[Stored dataset items]
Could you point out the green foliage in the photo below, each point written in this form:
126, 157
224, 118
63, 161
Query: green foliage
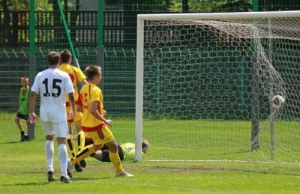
198, 6
23, 170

# ASSIGNMENT:
All entries need repeating exactly, but without the pictures.

# RESPONSE TO THIS EXERCISE:
Could you point out the green foliage in the photo below, each point written in this form:
126, 157
224, 118
63, 161
Query: green foliage
198, 6
23, 170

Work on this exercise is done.